Brief: The task calls for the lines below from the line with "Target: fallen branch on ground" to the line with "the ceiling light", both ends included, copied exactly, without any pictures.
━━━━━━
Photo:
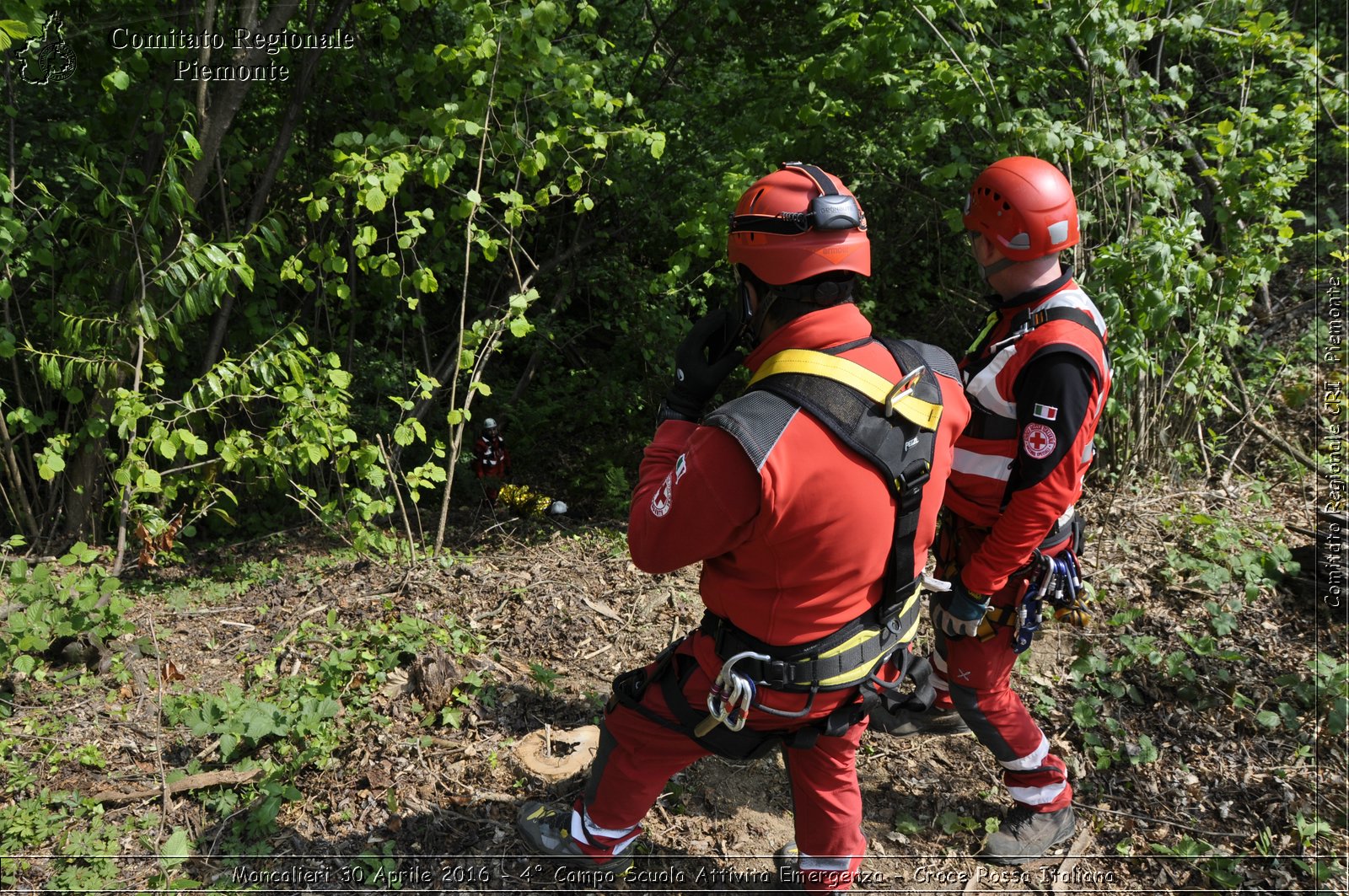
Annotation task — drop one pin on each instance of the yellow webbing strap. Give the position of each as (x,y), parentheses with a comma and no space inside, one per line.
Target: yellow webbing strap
(854,676)
(803,361)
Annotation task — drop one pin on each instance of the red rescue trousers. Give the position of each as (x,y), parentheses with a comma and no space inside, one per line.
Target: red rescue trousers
(826,797)
(975,676)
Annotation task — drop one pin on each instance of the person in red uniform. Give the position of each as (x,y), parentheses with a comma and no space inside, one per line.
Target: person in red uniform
(1036,379)
(492,459)
(793,532)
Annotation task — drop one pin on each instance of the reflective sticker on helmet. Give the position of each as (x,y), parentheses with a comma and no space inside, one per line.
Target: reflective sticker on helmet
(664,496)
(1039,440)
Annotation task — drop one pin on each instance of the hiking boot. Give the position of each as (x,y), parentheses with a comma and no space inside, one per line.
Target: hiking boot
(786,862)
(904,722)
(1025,835)
(548,831)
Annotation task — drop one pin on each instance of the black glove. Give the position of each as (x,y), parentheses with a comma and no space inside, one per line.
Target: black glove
(701,362)
(957,613)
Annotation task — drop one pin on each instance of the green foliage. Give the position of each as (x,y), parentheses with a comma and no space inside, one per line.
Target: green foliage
(1221,554)
(1324,693)
(60,605)
(204,319)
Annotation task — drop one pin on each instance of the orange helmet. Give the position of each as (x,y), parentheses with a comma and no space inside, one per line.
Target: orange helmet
(798,223)
(1025,207)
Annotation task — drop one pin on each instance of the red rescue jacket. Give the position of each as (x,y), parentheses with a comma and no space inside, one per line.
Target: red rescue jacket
(1036,394)
(798,548)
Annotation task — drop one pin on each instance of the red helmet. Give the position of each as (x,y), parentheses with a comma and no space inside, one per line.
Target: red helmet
(1025,207)
(798,223)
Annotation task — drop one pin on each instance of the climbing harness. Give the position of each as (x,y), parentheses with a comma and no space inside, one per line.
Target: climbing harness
(1056,581)
(732,695)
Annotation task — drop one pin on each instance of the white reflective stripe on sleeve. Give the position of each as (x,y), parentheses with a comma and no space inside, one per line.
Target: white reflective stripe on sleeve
(1029,763)
(825,862)
(1036,795)
(984,389)
(986,466)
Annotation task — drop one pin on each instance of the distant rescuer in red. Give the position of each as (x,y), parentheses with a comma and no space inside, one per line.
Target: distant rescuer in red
(1036,379)
(492,459)
(811,554)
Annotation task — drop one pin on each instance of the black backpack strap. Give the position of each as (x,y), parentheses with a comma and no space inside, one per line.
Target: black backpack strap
(1029,320)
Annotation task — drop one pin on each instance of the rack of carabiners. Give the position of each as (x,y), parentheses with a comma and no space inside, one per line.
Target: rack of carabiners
(732,695)
(732,698)
(1058,582)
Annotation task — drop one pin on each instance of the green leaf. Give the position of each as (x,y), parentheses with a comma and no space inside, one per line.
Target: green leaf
(177,849)
(1268,718)
(375,199)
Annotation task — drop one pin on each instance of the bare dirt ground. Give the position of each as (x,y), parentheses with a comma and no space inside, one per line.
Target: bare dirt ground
(560,610)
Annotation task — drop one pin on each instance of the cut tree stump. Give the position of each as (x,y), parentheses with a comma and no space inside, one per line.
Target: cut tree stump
(539,752)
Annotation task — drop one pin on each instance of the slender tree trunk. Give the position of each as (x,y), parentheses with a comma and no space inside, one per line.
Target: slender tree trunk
(220,323)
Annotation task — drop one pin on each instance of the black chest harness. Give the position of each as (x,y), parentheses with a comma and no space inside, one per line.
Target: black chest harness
(894,427)
(984,422)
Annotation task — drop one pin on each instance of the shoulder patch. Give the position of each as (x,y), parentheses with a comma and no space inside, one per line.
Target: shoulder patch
(1039,440)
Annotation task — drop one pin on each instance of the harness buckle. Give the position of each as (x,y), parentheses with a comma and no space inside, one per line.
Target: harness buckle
(912,486)
(903,389)
(777,673)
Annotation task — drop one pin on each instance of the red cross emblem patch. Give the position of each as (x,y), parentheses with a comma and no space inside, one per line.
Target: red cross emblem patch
(1039,440)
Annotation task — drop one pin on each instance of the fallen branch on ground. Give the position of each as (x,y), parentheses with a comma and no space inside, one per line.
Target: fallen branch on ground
(191,783)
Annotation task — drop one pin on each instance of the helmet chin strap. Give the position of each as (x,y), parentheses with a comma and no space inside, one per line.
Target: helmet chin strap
(759,319)
(989,270)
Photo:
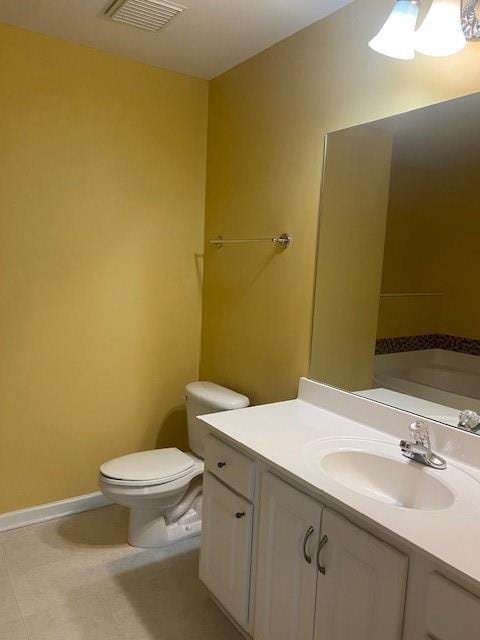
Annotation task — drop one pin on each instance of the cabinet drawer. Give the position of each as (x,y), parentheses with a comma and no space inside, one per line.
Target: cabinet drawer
(231,466)
(450,608)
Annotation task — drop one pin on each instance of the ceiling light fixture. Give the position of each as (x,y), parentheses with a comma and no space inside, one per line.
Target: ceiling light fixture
(440,34)
(396,38)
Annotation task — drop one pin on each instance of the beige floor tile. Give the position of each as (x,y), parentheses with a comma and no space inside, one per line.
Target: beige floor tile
(56,584)
(77,621)
(77,579)
(9,610)
(14,630)
(88,535)
(164,599)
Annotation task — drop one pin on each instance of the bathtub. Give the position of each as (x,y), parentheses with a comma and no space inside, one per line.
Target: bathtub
(445,378)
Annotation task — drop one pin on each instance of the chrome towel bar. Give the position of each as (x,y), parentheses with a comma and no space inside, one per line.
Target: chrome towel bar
(283,241)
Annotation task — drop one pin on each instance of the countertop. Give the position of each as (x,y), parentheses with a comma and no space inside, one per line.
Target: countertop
(285,435)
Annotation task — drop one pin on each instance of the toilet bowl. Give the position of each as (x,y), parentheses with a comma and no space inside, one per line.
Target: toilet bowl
(163,487)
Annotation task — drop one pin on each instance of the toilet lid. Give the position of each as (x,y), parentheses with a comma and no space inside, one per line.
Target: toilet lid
(158,464)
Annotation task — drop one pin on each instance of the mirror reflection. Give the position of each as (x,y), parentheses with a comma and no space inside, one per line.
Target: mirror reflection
(397,301)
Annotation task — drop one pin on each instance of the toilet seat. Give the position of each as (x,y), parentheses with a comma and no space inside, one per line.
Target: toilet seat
(148,468)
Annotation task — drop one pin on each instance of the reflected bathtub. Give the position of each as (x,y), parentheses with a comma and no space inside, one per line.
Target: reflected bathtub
(443,377)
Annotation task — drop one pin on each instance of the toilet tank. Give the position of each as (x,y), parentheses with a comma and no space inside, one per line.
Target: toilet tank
(207,397)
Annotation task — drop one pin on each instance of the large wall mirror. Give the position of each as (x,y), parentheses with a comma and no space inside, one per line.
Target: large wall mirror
(397,301)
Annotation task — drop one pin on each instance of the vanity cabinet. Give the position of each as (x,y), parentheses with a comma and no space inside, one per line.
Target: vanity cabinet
(451,612)
(284,566)
(225,557)
(320,576)
(286,572)
(361,595)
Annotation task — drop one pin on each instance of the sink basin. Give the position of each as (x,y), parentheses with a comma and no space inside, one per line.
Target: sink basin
(397,482)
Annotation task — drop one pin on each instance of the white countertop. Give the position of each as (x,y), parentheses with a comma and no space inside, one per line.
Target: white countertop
(286,434)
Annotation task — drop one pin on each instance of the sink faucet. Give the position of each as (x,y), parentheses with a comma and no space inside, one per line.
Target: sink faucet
(469,421)
(419,448)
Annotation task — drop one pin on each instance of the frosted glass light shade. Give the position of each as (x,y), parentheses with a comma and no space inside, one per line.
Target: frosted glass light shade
(440,34)
(396,37)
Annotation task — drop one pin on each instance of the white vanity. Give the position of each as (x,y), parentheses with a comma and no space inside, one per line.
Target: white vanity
(316,527)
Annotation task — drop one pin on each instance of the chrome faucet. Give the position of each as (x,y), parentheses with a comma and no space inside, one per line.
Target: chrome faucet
(419,448)
(469,421)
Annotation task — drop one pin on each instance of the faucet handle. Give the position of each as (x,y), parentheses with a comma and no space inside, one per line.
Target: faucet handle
(468,419)
(419,433)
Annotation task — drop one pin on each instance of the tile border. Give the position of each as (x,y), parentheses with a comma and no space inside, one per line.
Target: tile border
(428,341)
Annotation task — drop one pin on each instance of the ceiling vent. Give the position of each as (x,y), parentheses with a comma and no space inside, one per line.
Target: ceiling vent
(150,15)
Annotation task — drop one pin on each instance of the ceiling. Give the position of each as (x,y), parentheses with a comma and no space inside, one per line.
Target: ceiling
(208,38)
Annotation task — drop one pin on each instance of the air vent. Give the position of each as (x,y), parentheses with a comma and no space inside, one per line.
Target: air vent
(150,15)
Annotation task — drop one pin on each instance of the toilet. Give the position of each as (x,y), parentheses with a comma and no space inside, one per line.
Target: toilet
(163,487)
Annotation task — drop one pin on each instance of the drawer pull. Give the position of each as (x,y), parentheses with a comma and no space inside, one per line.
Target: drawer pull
(308,558)
(321,544)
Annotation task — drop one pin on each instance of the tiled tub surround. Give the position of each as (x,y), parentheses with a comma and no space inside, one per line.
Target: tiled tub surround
(442,377)
(428,341)
(76,579)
━━━━━━
Answer box:
Target: fallen branch on ground
(191,783)
Annotation task — drop one pin on each instance of the helmet chin strap. Give the position of each as (x,y), parentheses with a comma and no space inside, one per line.
Target: helmet chin strap
(759,319)
(989,270)
Photo:
Annotation task — drop one pin on each instance of the cabinet drawer. Give the position of each as (x,y), parentheses with a comma and no space inside, one per line.
Target: cabinet drawer
(231,466)
(450,608)
Annotation task — drop one pin on each instance of the ceiling light fixture. Give the position of each as (x,y), parentheses with a comma and no space inside, one per line.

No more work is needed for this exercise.